Segment Start: Data for this exercise

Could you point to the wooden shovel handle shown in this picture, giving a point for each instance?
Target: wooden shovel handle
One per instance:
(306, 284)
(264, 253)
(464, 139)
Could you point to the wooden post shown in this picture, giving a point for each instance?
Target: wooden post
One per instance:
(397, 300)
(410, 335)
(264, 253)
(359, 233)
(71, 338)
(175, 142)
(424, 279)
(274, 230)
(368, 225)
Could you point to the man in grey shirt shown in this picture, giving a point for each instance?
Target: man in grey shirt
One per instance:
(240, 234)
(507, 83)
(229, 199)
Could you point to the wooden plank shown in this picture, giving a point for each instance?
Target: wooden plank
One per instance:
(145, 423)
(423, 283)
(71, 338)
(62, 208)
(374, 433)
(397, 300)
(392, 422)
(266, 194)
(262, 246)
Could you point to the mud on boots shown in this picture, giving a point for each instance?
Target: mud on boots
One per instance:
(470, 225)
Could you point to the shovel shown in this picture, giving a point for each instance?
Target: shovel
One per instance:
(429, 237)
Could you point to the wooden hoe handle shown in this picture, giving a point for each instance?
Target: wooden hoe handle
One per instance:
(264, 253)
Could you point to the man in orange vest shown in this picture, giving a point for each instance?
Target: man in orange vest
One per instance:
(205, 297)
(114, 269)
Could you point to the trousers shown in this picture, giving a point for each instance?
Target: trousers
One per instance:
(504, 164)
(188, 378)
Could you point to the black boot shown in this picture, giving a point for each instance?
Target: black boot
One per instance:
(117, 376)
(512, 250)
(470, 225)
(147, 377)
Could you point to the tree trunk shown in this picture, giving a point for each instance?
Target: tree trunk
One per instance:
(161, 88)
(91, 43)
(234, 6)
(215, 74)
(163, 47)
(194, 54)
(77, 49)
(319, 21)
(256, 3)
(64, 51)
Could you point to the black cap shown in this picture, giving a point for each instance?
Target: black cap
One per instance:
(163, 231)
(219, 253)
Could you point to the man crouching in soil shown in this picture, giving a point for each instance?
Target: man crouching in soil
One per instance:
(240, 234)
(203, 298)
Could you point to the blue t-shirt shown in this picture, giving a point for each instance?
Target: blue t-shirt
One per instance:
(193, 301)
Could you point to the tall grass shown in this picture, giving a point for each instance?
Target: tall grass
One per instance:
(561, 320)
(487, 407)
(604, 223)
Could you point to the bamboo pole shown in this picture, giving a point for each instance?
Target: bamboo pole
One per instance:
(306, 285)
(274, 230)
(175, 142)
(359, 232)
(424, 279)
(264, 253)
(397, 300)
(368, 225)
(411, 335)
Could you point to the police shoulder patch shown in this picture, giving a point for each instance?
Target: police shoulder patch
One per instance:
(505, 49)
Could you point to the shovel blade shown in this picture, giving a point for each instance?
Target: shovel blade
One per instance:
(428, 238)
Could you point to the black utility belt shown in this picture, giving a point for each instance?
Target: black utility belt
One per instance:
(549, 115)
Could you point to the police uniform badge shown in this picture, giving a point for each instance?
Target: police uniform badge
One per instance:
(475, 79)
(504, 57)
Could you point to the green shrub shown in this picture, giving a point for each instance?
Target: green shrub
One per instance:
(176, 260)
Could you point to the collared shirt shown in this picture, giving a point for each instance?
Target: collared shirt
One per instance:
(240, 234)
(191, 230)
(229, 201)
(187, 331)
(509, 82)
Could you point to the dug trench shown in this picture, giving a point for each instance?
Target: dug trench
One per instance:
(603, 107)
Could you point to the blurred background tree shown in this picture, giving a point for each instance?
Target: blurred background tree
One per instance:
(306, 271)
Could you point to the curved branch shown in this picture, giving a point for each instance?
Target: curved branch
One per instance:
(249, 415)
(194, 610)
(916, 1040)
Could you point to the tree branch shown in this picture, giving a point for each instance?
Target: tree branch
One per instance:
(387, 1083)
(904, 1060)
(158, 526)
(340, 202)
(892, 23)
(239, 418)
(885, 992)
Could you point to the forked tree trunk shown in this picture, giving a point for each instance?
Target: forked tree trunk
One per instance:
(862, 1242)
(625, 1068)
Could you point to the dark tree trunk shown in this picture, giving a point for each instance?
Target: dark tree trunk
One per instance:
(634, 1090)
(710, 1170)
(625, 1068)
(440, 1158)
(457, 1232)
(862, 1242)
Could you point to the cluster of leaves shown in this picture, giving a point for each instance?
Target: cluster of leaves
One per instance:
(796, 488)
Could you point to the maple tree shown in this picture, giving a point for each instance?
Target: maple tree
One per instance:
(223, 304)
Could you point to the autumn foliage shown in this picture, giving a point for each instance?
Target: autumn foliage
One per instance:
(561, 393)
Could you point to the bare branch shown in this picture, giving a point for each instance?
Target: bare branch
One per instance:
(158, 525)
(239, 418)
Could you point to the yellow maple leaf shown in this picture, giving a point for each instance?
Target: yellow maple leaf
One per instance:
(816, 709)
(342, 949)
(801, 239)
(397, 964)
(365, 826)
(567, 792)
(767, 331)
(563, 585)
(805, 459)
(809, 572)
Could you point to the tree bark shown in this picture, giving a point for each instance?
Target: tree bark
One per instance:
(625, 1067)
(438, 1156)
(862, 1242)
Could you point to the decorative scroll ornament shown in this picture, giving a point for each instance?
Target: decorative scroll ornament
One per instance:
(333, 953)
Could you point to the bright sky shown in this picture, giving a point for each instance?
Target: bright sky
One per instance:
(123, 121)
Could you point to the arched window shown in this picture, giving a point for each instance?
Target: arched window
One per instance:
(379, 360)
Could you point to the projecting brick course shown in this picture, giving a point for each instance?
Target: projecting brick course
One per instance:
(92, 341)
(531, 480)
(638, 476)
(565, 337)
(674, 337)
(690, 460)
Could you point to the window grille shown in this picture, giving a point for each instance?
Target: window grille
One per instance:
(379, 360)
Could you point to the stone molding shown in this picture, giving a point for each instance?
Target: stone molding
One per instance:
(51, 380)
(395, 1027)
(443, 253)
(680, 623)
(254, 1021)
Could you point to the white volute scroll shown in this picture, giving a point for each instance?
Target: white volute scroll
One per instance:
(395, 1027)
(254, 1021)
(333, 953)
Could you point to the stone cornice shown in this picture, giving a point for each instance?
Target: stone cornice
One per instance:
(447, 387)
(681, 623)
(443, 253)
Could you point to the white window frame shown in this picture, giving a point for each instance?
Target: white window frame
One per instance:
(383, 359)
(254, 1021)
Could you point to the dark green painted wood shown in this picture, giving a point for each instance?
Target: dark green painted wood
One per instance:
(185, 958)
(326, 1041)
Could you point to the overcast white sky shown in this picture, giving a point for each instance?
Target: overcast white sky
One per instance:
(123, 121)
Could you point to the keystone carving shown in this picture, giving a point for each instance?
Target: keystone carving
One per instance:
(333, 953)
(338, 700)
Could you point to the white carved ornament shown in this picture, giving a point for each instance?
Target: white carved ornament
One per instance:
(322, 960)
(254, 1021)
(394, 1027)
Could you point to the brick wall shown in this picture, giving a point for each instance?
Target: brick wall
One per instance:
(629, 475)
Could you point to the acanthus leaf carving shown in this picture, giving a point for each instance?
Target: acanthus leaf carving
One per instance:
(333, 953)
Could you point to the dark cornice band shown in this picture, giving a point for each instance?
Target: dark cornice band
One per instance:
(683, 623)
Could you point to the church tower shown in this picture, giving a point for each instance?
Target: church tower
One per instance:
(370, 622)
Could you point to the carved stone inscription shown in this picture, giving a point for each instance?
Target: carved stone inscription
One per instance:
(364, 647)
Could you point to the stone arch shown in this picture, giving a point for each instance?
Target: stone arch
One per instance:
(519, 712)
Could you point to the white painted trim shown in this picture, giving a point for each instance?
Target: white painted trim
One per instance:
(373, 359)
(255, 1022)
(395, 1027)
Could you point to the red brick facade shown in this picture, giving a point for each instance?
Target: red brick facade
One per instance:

Segment End: Data for this exercise

Problem statement:
Output the complete data verbatim.

Exercise answer:
Could you point to the wooden shovel handle shown in this picture, giving a point for each instance?
Target: wooden shovel handle
One per instance:
(306, 284)
(264, 253)
(464, 139)
Could you point to the wooden post shown in this picture, giving a point for each instance?
Target: wooden post
One per instance:
(397, 300)
(410, 335)
(264, 253)
(359, 233)
(71, 338)
(175, 142)
(424, 279)
(274, 230)
(368, 225)
Could you point to the man in grey shirt shown in this picture, giving a point for each instance?
Target: man in grey shirt
One per instance:
(240, 234)
(507, 83)
(229, 199)
Could you point to the wooden plank shown in this picture, giving a point for each instance?
Target: wooden plank
One per instance:
(145, 423)
(423, 283)
(71, 338)
(62, 208)
(374, 433)
(397, 300)
(392, 422)
(266, 194)
(262, 246)
Could you point to the mud on boots shown in this picture, giving a point for each instance?
Target: mud on boots
One per instance:
(470, 225)
Could you point to the shovel shown in this picture, giving a point for each instance?
Target: shovel
One per instance:
(429, 237)
Could you point to the wooden hoe handle shown in this picture, giving a point for each instance?
Target: wooden hoe handle
One per instance:
(264, 253)
Could you point to the man in orange vest shown in this picture, giving a point for each instance?
Target: man in orange vest
One per instance:
(205, 297)
(114, 269)
Could you point to the trousers shown in this picture, giving a point for each instance?
Target: trousers
One per instance:
(504, 164)
(188, 378)
Could you point to the black boot shown in this picture, giving a point for each instance?
Target: black boot
One per instance:
(117, 376)
(512, 250)
(470, 225)
(147, 377)
Could you point to the tree trunk shown in this picture, giving a point for each instance?
Target: tree trunk
One per instance:
(161, 88)
(91, 43)
(234, 6)
(215, 74)
(163, 47)
(194, 54)
(77, 49)
(319, 21)
(256, 3)
(64, 51)
Could you point to the black cap shown in this picture, giving a point for each instance?
Target: black cap
One per instance:
(163, 231)
(219, 253)
Could you point to the man crouching in soil shown in this picture, giving a point for each instance?
Target: man crouching in soil
One per instance:
(240, 234)
(203, 298)
Could you point to the blue t-shirt shown in this picture, giving a point for each instance?
Target: blue t-shirt
One per instance:
(193, 301)
Could you point to the tall grass shown in this picture, giving a point for each instance?
Target: tall grass
One per instance:
(561, 320)
(487, 407)
(604, 223)
Could you point to the bamboo pole shown in this picture, giving a point for each instance?
Target: bamboo pole
One per instance:
(306, 285)
(274, 230)
(175, 142)
(359, 232)
(424, 279)
(264, 253)
(397, 300)
(368, 225)
(411, 335)
Could you point to the police shoulder patch shown in this picture, giving a point for each instance?
Target: police shoulder patch
One per instance:
(505, 49)
Could you point to the shovel blade shown in this picture, giving a point for each instance?
Target: shovel blade
One per instance:
(428, 238)
Could you point to the black utility belt shown in this picture, giving a point for each instance?
Target: black utility belt
One per instance:
(549, 115)
Could you point to the police uniform badge shown in this picture, giving a point for each instance?
Target: police uniform badge
One per instance:
(475, 79)
(504, 57)
Could you point to the green shrub shown in this picture, giving a point for each instance?
Target: green shrub
One per instance:
(176, 260)
Could you point to the collared shirt shown in this picture, giving a point for each instance?
Target: collared shirt
One per instance:
(240, 234)
(191, 230)
(229, 201)
(187, 331)
(509, 82)
Could you point to the dug trench shown in this picture, giving a point for each instance?
Target: dug trench
One per instance:
(603, 107)
Could you point to the blurred background tree shown in this picture, giving a point for each instance?
Target: blurred background tree
One per instance:
(306, 271)
Could you point to the curved branch shown in this picture, giving a point for each instance?
Target: curved branch
One per instance:
(249, 415)
(194, 610)
(916, 1040)
Could you point to the tree branch shown in this picture, giving a point for each instance?
Target: tree branch
One per instance:
(387, 1083)
(904, 1060)
(158, 526)
(340, 202)
(892, 23)
(239, 418)
(885, 992)
Could you point to the forked tree trunk shown in this picture, giving a point for each instance?
Target: forked tree trunk
One per instance:
(862, 1242)
(625, 1068)
Could you point to the dark tree trunk shown in this picture, giving a point for each instance?
Target: dark tree trunk
One per instance:
(634, 1090)
(710, 1170)
(625, 1068)
(440, 1158)
(457, 1232)
(862, 1242)
Could you point to the cluster of leaves shown in this picture, giving a point for each instance?
Target: cluster of leaves
One per instance:
(796, 488)
Could you point to the maple tree shown in this picture, giving a point for each instance?
Target: maple tree
One per instance:
(223, 304)
Could you point to the autumn foliage shown in this picture, giving a point for each instance?
Target: autumn foliage
One per instance:
(561, 393)
Could you point to the bare branch shown in this picture, giving a point for each instance?
Target: bare branch
One per instance:
(158, 525)
(239, 418)
Could you point to the yellow maple leaf shown in this picture, giving a point for each instance?
Target: yellow maple leaf
One per instance:
(816, 709)
(342, 949)
(801, 239)
(397, 964)
(365, 826)
(567, 792)
(767, 331)
(563, 585)
(805, 459)
(809, 572)
Could you point to the tree bark shown in this picture, giving a point for each instance?
Target: tree bark
One per instance:
(625, 1067)
(438, 1156)
(862, 1242)
Could you point to the decorative scroll ornament shown in this picture, giving a point for each instance?
Target: decorative scroll ornament
One per instance:
(333, 953)
Could you point to the bright sky shown in this picture, giving a point for each instance?
Target: bright sky
One per instance:
(123, 121)
Could you point to the arched window shown in this picture, giving a point for each instance?
Target: arched window
One per instance:
(379, 360)
Could you point to the projecting brick course shown in this picture, giving a point for each instance?
Target: projecting brick course
One per instance:
(92, 341)
(531, 480)
(638, 476)
(565, 337)
(674, 337)
(690, 460)
Could you point to the window grille shown in this picture, giving a point for each instance?
Target: window grille
One per instance:
(379, 360)
Could you point to the stone molding shown in this picture, giving a point for each instance?
Target: stone molding
One per instance:
(51, 380)
(395, 1027)
(443, 253)
(680, 623)
(254, 1021)
Could you point to the white volute scroll shown in this picture, giving a point for each instance?
Target: white volute scroll
One per instance:
(395, 1027)
(254, 1021)
(333, 953)
Could you point to the stone cornice shown in this picture, giving a point for each instance?
Target: stone cornice
One per instance:
(447, 387)
(681, 623)
(443, 253)
Could you point to the white window frame shown in this picture, giving a point for each instance?
Target: white window frame
One per instance:
(383, 359)
(254, 1021)
Could you point to the dark green painted wood shown in this picture, giving a point for each instance?
Target: dark green painted wood
One per instance:
(185, 958)
(326, 1041)
Could you point to the overcast white sky shown in this picture, giving a point for each instance?
Target: overcast white sky
One per instance:
(123, 121)
Could you point to the keystone carving shown in this picture, giving a point for each instance?
Target: keystone carving
One per instance:
(333, 953)
(338, 700)
Could you point to the white carved ornament shown in this picture, giving a point for each instance?
Target: white carved ornament
One per instance:
(322, 960)
(254, 1021)
(394, 1027)
Could you point to the brick wall shown in this picture, giving a point for each instance?
Target: brick wall
One per instance:
(629, 475)
Could you point to the acanthus leaf carving shown in this picture, giving a point for each instance?
Target: acanthus leaf carving
One per instance:
(333, 953)
Could you point to the dark cornice band shown in this picture, giving a point for each instance?
Target: dark cornice band
One per instance:
(683, 623)
Could you point to the church tower shown in this picture, giving a point for each instance?
Target: church tower
One per instance:
(370, 622)
Could you point to the carved stone inscription shown in this picture, giving a point for each instance?
Target: carved stone inscription
One per instance:
(364, 647)
Could you point to the stone arch shown in this picture, giving a point for each instance?
Target: stone arch
One per instance:
(519, 712)
Could you point to the white painted trim shown in this picture, giving a point for each instance?
Target: white painted trim
One per instance:
(373, 359)
(255, 1022)
(395, 1027)
Could you point to the red brick facade shown in this picture, giving a point for each instance?
Target: red brick facade
One per instance:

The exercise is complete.